Tuesday, April 7, 2009

if home is where the heart is, then we're all just fcked

things havent been all that great lately. there are a lot of things on my plate and im having trouble sorting it all out. i could bitch about it but there's really no use. i have a lot of things that are a priority but i keep getting sidetracked. i need more discipline because discipline breeds success and success breeds hapiness. ergo, more discipline in my life means more hapiness. see it all comes down to math. ok maybe not.

im thinking of quitting my job at dr. newman's office because it's getting to be way too stressful there. the doctors expect me to bring home work with me when i dont really want or need to. it's never a good sign when work won't stay at work and follows you home. it starts to affect other aspects of your life and messes everything up. i need to re-establish the compartmentalization that i had developed early last year. maybe that'll help. in lieu of another job though, ill be picking up more hours at the hospital since i am back on the floors transporting as of this past weekend. i voluntarily gave up my dispatching position since they'll be combining transport and environmental dispatchers and i figured there were other people that needed the job more than i did. on the brighter side i get to see more of the hospital and the new nurses that work there. haha hellooo nurse!

my classes are getting up there in difficulty. did i mention that i hate teachers who cant speak the engrish? the subject matter is difficult enough already for us to have to decipher what theyre saying. my endocrinology prof is from argentina and her english needs major improvement while my cell bio prof is korean, end of story. haha. although im doing pretty well since ive been able to alot study time for those two classes. i need A's in both dammit. im also gonna end up taking summer classes this summer. im taking organic chemistry 1 and 2 during the summer semesters so that i can graduate by next year. bio major with a psych and history minor. that should help with PA school.

ive been working out again and its been great. im getting stronger and better in sports, both confidence boosters. im almost to buff 2006 status. i figure in another month or so, ill be at that same point. although since im older ive noticed that my body doesnt recover as fast as it used to. i find myself taking supplements that i never used to. it's sad but it's a necessity. sportsfest volleyball is almost upon us. i need to step up my training. 2 weeks left to go.

on a more somber note my friend nick tran is in the icu at university hospital due to brain damage from some idiots who were racing and crashed. he was the innocent party and he suffered the greatest injury, while the assholes who were racing are expected to make a full recovery. i hope the judge throws the book at them and puts them away for a long time and that they get sodomized in prison. please include nick in your prayers and pray for him to make a full recovery.

Sunday, March 1, 2009

"it's too bad you're not into black girls."

that's the consensus at work. a majority of the transporters at work are black women ranging in age from 19-34 on my weekend shifts. apparently, the way i dress appeals to them. i have the look of a grown-ass man. and a good 75 percent of them mistook me for being hispanic. fuck that. in any case, im doing something right. now if only i can get the attention of the girls im trying to appeal to. tsk tsk.

## Supplied material
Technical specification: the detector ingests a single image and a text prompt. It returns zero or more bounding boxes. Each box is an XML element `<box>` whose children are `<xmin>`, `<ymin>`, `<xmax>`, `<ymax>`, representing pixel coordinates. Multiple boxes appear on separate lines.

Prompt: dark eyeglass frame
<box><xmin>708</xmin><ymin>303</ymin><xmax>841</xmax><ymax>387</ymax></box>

## Actions to take
(a) Answer these about the blog post, one line each:
(i) Which courses does the writer plan to take during the summer semesters?
(ii) Where is the writer's friend Nick Tran being treated?
(iii) How many weeks remain before sportsfest volleyball?
(b) Transcribe the blog post from "on a more somber" up to and including "him to make a full recovery.".
Rely only on the blog post, not on the material.

## Problem solutions
(a)
(i) Organic chemistry 1 and 2
(ii) In the ICU at University Hospital
(iii) 2 weeks

(b)
on a more somber note my friend nick tran is in the icu at university hospital due to brain damage from some idiots who were racing and crashed. he was the innocent party and he suffered the greatest injury, while the assholes who were racing are expected to make a full recovery. i hope the judge throws the book at them and puts them away for a long time and that they get sodomized in prison. please include nick in your prayers and pray for him to make a full recovery.